Continue the passage about Johnson, civil rights and the New Deal, starting right after its last sentence.

• _Text section_:
»»
We often remember Johnson as a three-dimensional chess player who constantly thought about how each move could help him strengthen his standing in Washington. Yet there was another part of Johnson that we tend to forget. For all of his political savvy, Johnson was also willing to expend precious political capital to expand civil rights -- thereby modernizing the New Deal -- even if the risk of losing key blocks of voters was immense.
A Roosevelt protege, Johnson supported and voted for New Deal policies that aligned democratic principles and economic opportunity -- but he also understood the New Deal's relationship with Jim Crow.
The New Deal left America's racial status quo largely in place, and Johnson, who opposed civil rights legislation until the late 1950s, was fully aware of the depth of Southern opposition to efforts to change it. Once in the Oval Office, he took on the task of extending the promise of the New Deal by pushing policies that had still been deemed impossible by liberals in the 1930s, such as linking economic opportunity and civil rights.
««
• _Listed records_:
»»
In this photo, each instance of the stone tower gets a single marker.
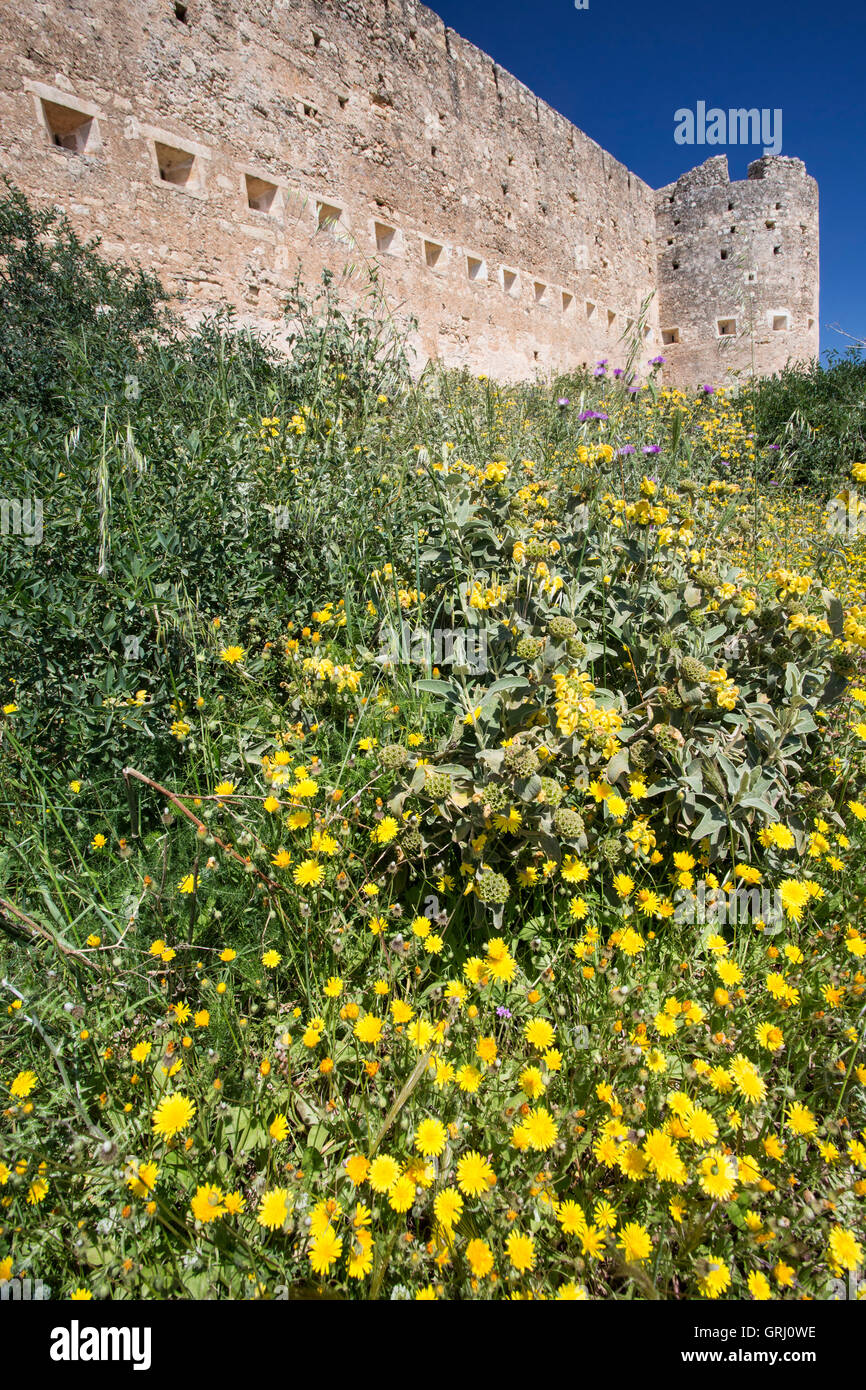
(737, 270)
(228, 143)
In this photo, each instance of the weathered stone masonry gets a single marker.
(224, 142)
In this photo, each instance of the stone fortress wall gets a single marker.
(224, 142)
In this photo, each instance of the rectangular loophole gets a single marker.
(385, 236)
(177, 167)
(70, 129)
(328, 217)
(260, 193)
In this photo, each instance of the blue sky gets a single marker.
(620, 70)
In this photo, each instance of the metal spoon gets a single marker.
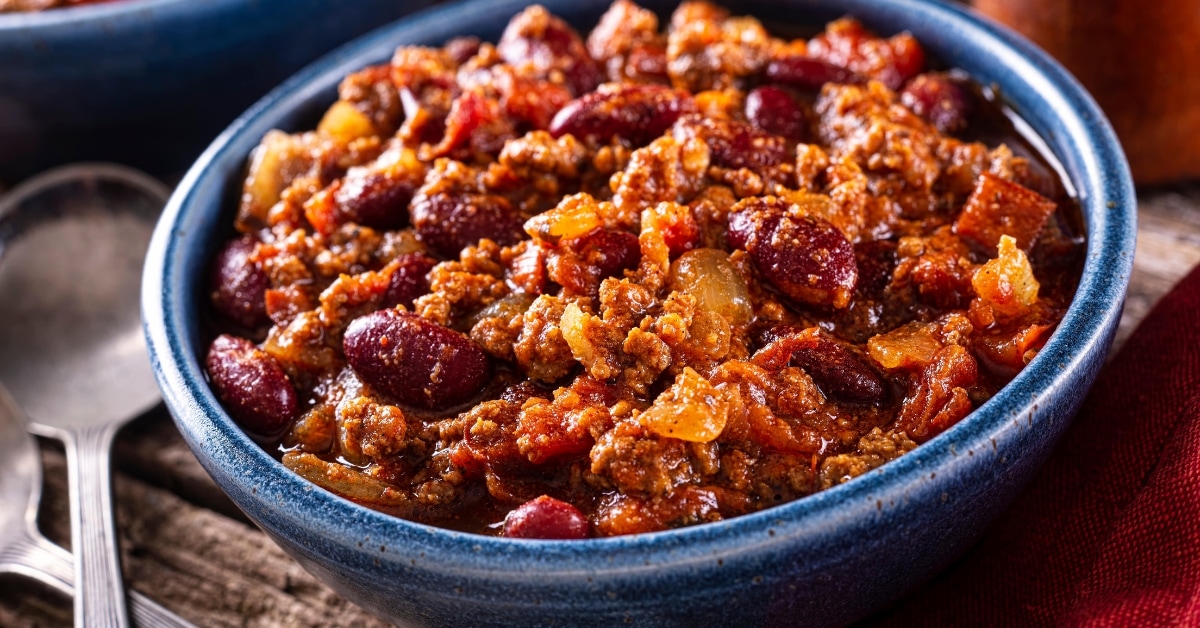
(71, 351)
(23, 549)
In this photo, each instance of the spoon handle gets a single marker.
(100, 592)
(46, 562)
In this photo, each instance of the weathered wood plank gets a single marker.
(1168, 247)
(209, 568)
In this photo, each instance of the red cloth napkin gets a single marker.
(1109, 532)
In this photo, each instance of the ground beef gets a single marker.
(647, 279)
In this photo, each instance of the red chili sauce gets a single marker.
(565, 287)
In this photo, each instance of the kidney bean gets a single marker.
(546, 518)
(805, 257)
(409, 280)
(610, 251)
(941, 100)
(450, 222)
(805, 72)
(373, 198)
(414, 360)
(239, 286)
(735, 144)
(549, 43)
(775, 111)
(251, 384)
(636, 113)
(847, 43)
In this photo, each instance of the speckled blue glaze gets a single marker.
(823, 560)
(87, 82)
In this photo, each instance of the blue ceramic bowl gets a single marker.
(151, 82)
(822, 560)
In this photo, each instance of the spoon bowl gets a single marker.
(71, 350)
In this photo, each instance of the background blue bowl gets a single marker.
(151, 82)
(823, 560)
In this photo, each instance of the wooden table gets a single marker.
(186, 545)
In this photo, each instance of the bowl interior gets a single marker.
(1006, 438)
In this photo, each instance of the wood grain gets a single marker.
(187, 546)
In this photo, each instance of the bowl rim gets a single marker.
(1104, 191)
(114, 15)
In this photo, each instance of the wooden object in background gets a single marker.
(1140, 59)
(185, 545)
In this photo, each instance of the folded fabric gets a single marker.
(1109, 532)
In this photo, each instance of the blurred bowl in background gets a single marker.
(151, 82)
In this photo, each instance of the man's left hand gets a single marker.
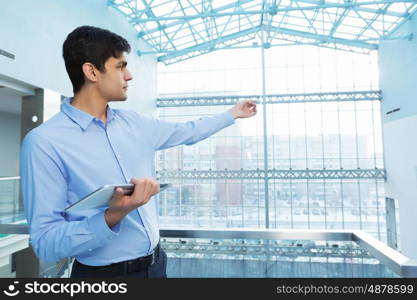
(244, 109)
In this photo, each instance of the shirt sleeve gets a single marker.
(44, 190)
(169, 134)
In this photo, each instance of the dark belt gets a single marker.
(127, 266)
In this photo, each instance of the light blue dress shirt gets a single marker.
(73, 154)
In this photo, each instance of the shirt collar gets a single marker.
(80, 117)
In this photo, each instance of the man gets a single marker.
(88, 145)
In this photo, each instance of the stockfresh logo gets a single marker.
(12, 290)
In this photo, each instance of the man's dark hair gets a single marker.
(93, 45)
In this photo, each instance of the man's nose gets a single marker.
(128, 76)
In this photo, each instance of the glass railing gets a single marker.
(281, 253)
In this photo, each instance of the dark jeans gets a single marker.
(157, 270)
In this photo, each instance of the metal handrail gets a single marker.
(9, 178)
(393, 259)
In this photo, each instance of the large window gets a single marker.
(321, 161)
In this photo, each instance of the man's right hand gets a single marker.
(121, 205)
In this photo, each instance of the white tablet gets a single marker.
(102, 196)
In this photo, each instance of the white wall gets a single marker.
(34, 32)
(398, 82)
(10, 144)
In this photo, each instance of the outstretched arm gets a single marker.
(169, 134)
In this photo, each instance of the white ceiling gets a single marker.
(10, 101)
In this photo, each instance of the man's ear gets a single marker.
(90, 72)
««
»»
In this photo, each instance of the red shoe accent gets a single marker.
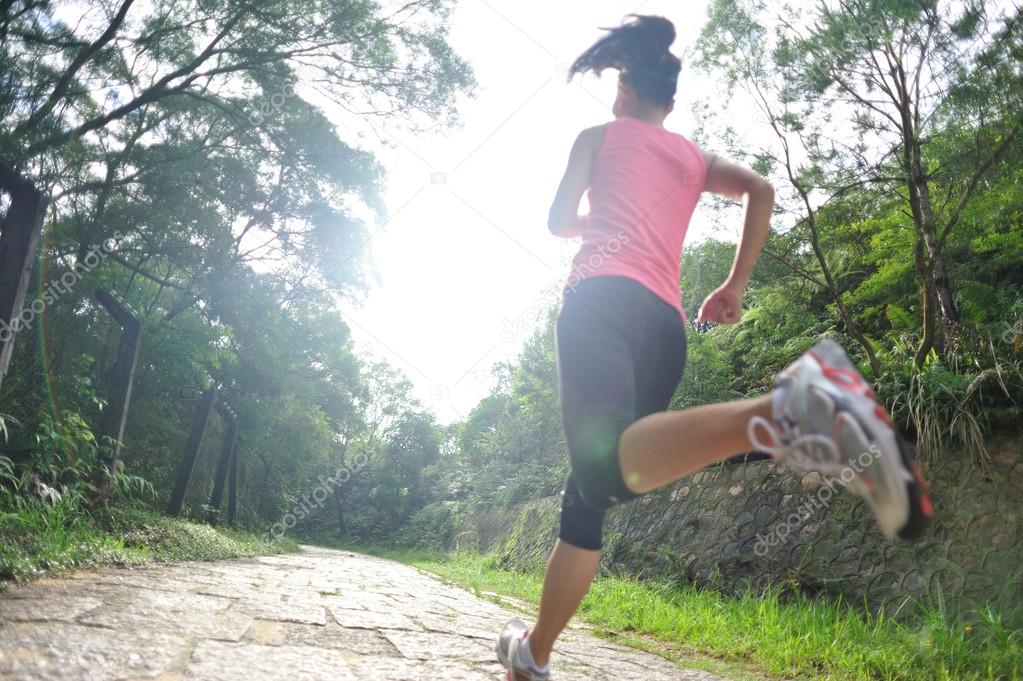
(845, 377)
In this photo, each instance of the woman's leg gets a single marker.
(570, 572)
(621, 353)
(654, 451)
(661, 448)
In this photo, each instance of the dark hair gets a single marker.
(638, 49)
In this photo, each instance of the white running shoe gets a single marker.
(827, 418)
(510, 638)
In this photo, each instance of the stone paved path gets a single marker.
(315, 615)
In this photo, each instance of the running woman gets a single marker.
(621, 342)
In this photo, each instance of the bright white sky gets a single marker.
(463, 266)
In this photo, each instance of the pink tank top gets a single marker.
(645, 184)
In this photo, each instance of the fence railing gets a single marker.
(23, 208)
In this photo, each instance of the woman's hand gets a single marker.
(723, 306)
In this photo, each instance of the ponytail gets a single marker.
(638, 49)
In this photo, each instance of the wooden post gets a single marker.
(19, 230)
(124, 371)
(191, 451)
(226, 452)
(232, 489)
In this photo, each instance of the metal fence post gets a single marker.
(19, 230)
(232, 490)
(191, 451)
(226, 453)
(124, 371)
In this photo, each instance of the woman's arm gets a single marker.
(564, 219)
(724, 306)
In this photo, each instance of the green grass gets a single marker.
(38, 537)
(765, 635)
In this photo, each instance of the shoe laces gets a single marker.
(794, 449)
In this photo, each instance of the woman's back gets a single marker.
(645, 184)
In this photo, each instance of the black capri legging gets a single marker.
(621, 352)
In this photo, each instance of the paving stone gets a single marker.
««
»»
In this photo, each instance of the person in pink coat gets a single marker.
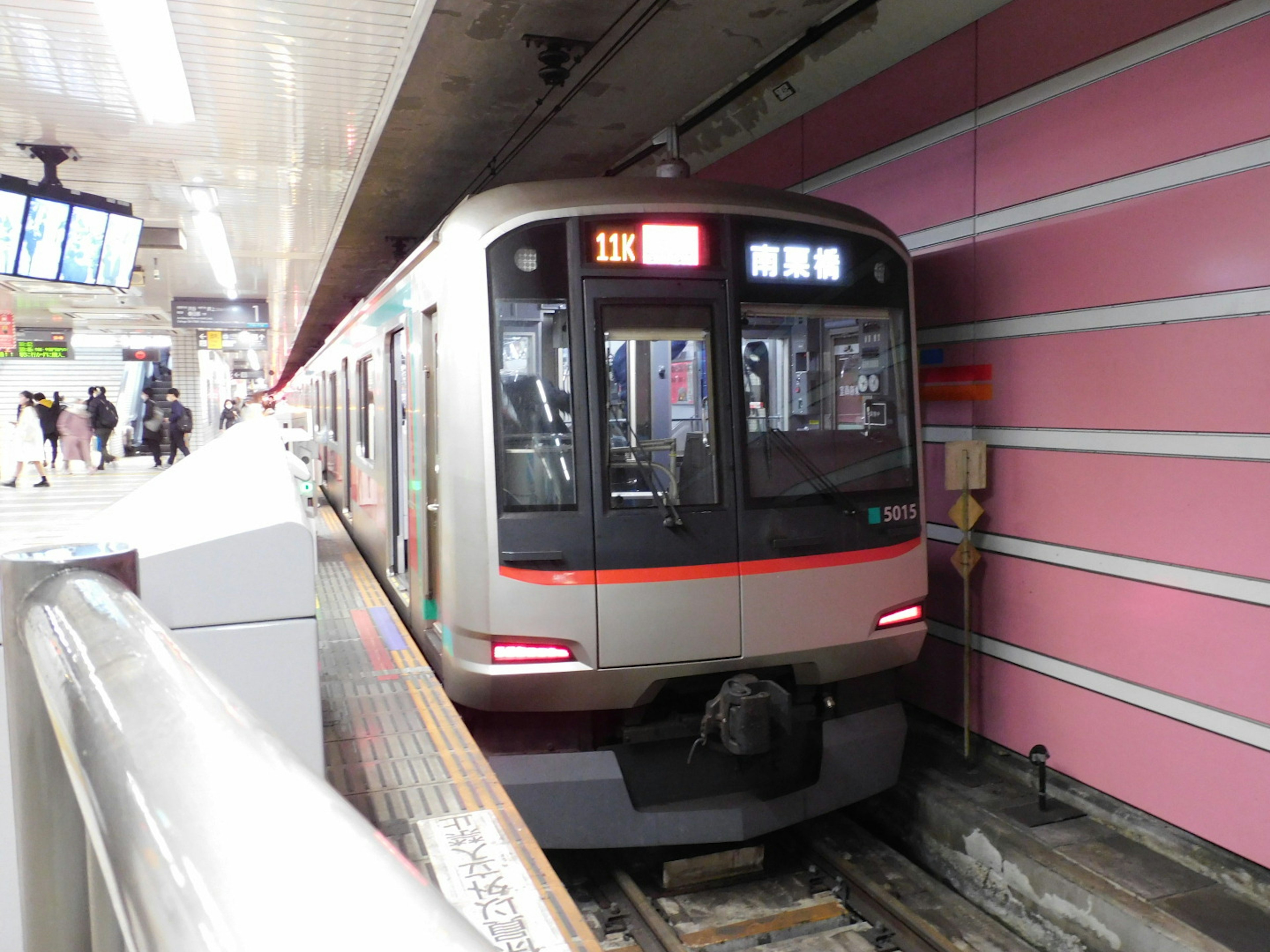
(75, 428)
««
• _Answer below_:
LBJ was undaunted by the risk as he strengthened the social contract that has expanded our democracy.
Democrats shouldn't forget the Great Society. It was far from perfect and far from complete for a host of reasons, including Johnson's disastrous policy in Vietnam. But it does provide a model for what government can achieve, the ways that citizens can change the conventional wisdom in Washington and how leaders are capable of taking big risks that don't necessarily serve their self-interest -- when Americans are called to a higher purpose.